The task » All records below are to be repeated precisely, with nothing added.
START Data in this exercise
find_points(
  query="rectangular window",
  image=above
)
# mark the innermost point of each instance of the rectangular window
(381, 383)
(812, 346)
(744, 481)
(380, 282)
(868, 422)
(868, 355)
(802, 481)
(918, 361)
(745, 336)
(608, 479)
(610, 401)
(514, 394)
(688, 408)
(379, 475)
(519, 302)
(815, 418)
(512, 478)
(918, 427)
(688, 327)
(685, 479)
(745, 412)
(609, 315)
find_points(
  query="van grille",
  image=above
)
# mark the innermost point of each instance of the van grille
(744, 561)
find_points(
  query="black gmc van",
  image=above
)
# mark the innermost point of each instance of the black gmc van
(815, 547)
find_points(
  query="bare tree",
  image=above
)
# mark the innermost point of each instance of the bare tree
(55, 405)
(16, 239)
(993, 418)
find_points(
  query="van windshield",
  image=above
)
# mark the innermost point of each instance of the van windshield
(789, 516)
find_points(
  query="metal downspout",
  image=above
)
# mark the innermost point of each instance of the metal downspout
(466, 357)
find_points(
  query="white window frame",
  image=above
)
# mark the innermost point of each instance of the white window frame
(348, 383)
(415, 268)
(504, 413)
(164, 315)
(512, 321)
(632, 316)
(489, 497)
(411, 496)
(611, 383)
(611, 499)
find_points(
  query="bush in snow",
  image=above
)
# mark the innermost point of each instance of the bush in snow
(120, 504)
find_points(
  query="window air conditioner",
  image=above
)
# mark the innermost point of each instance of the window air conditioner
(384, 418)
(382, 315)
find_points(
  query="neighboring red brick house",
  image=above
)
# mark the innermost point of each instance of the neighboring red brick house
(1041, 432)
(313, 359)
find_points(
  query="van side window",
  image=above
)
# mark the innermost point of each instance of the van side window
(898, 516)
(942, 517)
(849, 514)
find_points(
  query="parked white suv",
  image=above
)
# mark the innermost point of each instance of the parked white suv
END Data in this exercise
Answer box »
find_points(
  query="rectangular window",
  image=above
)
# mark the innermost point of each instance of the rectangular window
(381, 383)
(812, 346)
(744, 481)
(380, 282)
(868, 422)
(868, 355)
(802, 481)
(918, 361)
(745, 336)
(608, 479)
(610, 401)
(514, 394)
(688, 408)
(379, 475)
(519, 302)
(815, 418)
(512, 478)
(918, 427)
(688, 327)
(685, 479)
(745, 412)
(609, 315)
find_points(
  query="van grille",
  image=above
)
# mark the innermost point of each instance of the van grille
(744, 561)
find_points(
  query="black gmc van",
  image=above
)
# mark the innermost point of each instance of the black gmc van
(815, 547)
find_points(
  query="bare tree",
  image=above
)
# mark the innermost point of each instance of the bare tree
(55, 405)
(16, 239)
(993, 418)
find_points(
  query="van windshield",
  image=above
)
# mark the innermost point of each instance of the van windshield
(789, 516)
find_points(
  query="metal downspout",
  image=above
)
# mark the innermost point of each instance of the metal downspout
(466, 357)
find_points(
  query="white window frame",
  image=above
)
# mark the innermost point of each instance of the white window frame
(348, 383)
(415, 268)
(504, 413)
(164, 315)
(512, 321)
(632, 316)
(489, 497)
(411, 496)
(611, 383)
(611, 499)
find_points(
  query="bush in snow",
  image=above
)
# mark the innermost point of each instance of the bush in snow
(120, 504)
find_points(
  query="window air conditioner",
  image=above
)
# mark the innermost point of each instance of the window air conditioner
(384, 418)
(382, 315)
find_points(
  query="neighboring red brick house",
  image=above
)
# mark the innermost point of each instance of the neighboring red brick house
(1041, 432)
(313, 359)
find_points(
  query="van side window",
  image=above
)
# mark the innermost point of each instance of the van side window
(898, 516)
(942, 517)
(849, 514)
find_points(
  query="parked white suv",
  image=above
)
# mark the innermost point of each instance of the parked white suv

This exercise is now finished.